### Brief
Please output the records below word for word and omit the pictures.

=== Section Start ===

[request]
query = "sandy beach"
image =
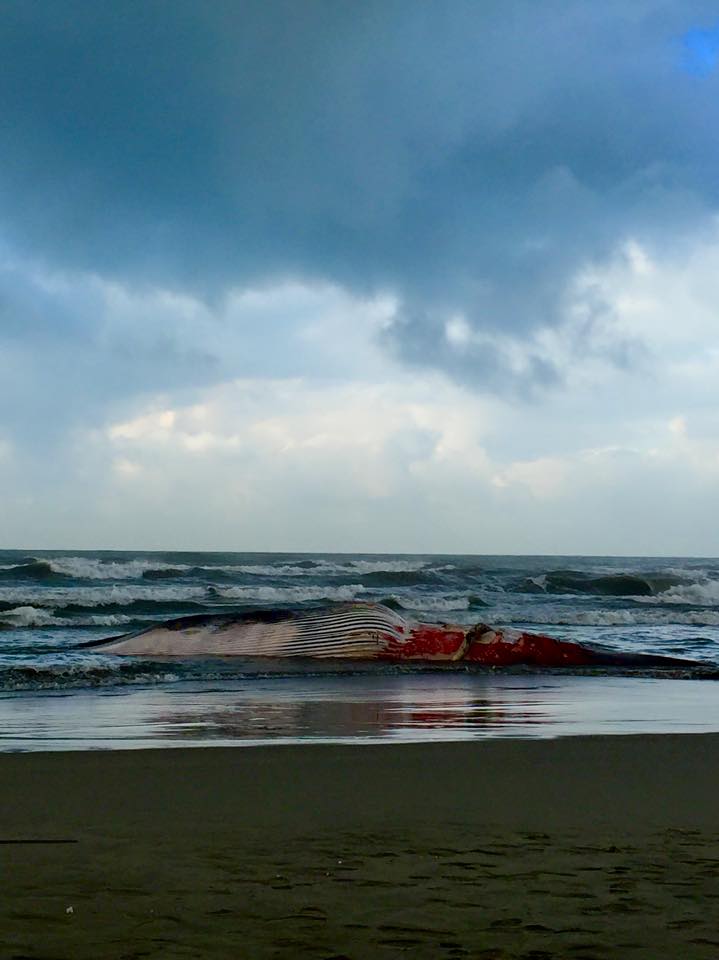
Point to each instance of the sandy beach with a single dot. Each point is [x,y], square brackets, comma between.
[581,847]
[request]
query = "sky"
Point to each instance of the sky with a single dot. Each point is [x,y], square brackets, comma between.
[381,276]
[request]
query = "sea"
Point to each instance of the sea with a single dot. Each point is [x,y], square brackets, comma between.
[55,694]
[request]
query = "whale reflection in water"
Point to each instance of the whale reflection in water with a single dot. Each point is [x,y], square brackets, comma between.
[363,631]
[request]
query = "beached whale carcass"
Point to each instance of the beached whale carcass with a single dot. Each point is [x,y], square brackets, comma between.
[360,631]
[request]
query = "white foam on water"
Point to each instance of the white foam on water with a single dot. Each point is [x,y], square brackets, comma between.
[44,596]
[434,604]
[28,616]
[264,594]
[612,618]
[701,593]
[87,568]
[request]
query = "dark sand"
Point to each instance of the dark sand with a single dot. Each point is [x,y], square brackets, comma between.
[573,848]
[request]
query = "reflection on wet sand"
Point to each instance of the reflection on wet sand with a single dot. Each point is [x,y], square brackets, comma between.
[382,715]
[355,708]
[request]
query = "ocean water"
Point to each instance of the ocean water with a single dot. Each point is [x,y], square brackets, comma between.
[54,694]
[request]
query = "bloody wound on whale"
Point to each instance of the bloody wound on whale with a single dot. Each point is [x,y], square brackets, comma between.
[362,631]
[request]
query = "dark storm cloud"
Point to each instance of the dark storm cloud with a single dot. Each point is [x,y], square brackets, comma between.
[464,156]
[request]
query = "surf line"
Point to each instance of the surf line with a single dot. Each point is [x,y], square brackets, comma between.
[364,631]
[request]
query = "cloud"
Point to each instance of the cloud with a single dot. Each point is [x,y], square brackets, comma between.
[466,160]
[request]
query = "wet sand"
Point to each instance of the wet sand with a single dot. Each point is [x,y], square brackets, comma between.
[579,847]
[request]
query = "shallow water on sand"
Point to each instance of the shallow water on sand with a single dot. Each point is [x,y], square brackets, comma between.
[367,709]
[55,694]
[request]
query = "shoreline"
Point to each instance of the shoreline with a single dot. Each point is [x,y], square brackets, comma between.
[603,846]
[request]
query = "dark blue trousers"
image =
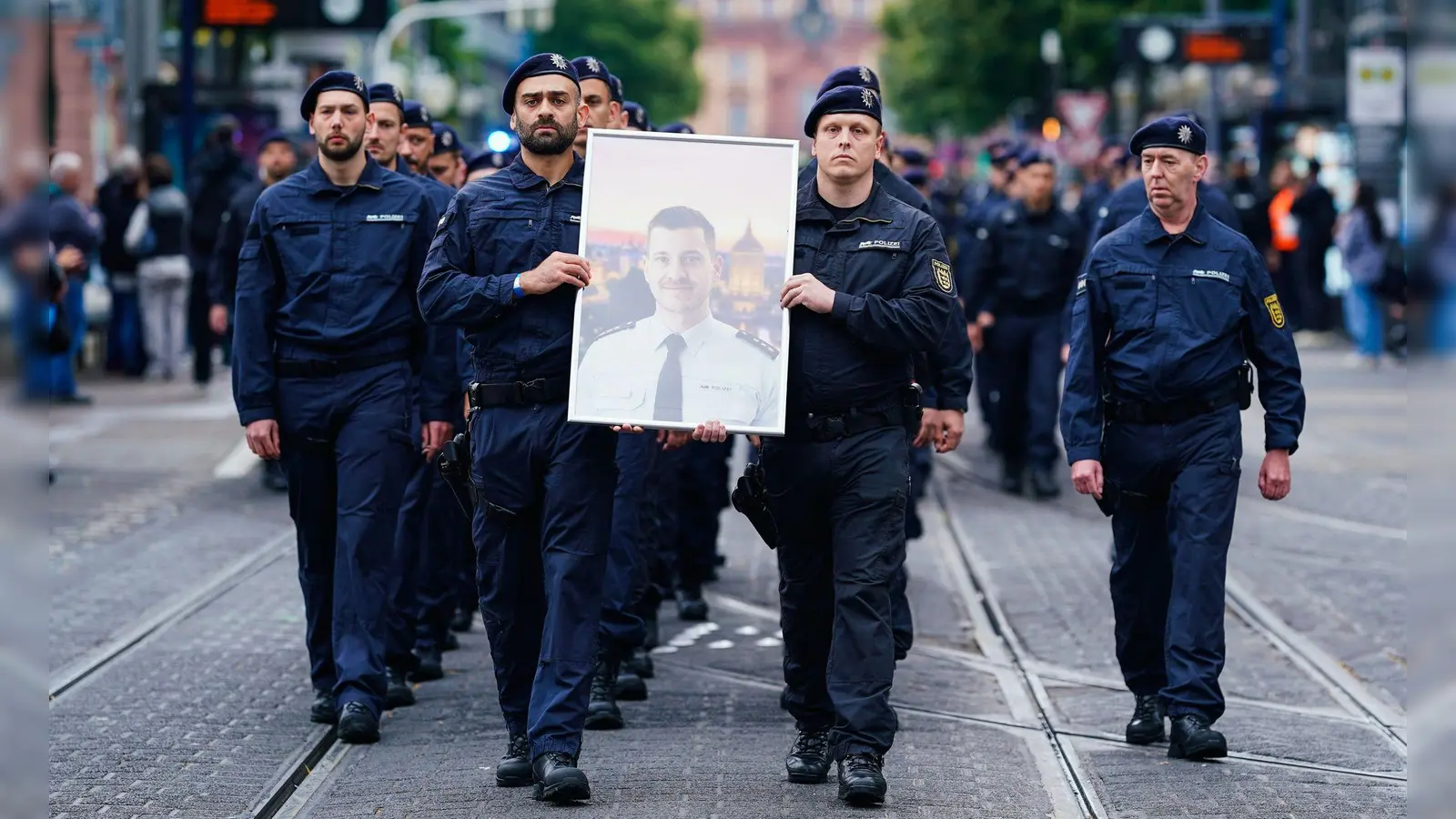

=== Section End ===

### Output below
[request]
query = "sandy beach"
image =
Point to each instance of the sandy beach with a single dot. Each point is [x,y], square brackets, comma between.
[581,847]
[request]
query = "sky"
Point to each instance of the sky with a single dot. Each point is [x,y], square brackets, comma between.
[381,276]
[request]
query = "sea"
Point to each instance of the sea with a single dot. Each point is [x,y], square brackets, comma between.
[55,694]
[request]
query = "whale reflection in water"
Point to each instance of the whale reflection in water with a single dot. Each point is [x,y], square brackets, comma between.
[363,631]
[request]
query = "beached whale carcass"
Point to each instance of the beached whale carcass with a single dot. Each point is [x,y], square brackets, comma between.
[360,631]
[request]
query = "white foam on water"
Point to each instance of the white foam on water with a single dot. Each point is [x,y], square brackets, comma between.
[44,596]
[434,604]
[28,616]
[264,594]
[612,618]
[701,593]
[87,568]
[request]
query = "dark sand"
Point to each instance of the dark sand with a single dot. Each point is [x,y], square brackets, comma between.
[573,848]
[request]
query = "reflection on wet sand"
Point to each instance of the reflection on wet sand with a single dot. Each point is [x,y], square brackets, comma between.
[382,715]
[355,708]
[request]
query = "ocean water"
Point to each instance of the ocean water with a single dot. Each point is [x,y], square brackets, comma between.
[54,694]
[request]
query = "bloody wound on whale"
Point to each instance of the bloody wound on whale with a single dot. Each point is [x,y], square brackets, comma between.
[362,631]
[request]
query = "dark storm cloud"
Point to each instance of the dark storm cloud with a single dot. Each point is [x,y], square brackets, comma between.
[464,156]
[request]
query = "surf line"
Point to each instance of the surf line with a single dot. Each point is [x,y], square brackets, comma between.
[364,631]
[request]
query = "cloud"
Point to each instance of the cloud with a single dot. Each point is [x,y], square brackets, comma between.
[466,160]
[request]
query = "wet sand"
Point to each instance of the wet sand with a single dot. Each point is [x,y], square brackets, comma between.
[579,847]
[request]
query = "shallow water on sand"
Point to each instance of the shallow water on sand with a single dot. Each point is [x,y], square brackets, comma between.
[367,709]
[55,694]
[request]
query = "shoreline"
Point to each instance of the shoreline with a single dot. Each point is [x,y], square brackets, comma between.
[603,846]
[request]
query = "dark blue trousers"
image =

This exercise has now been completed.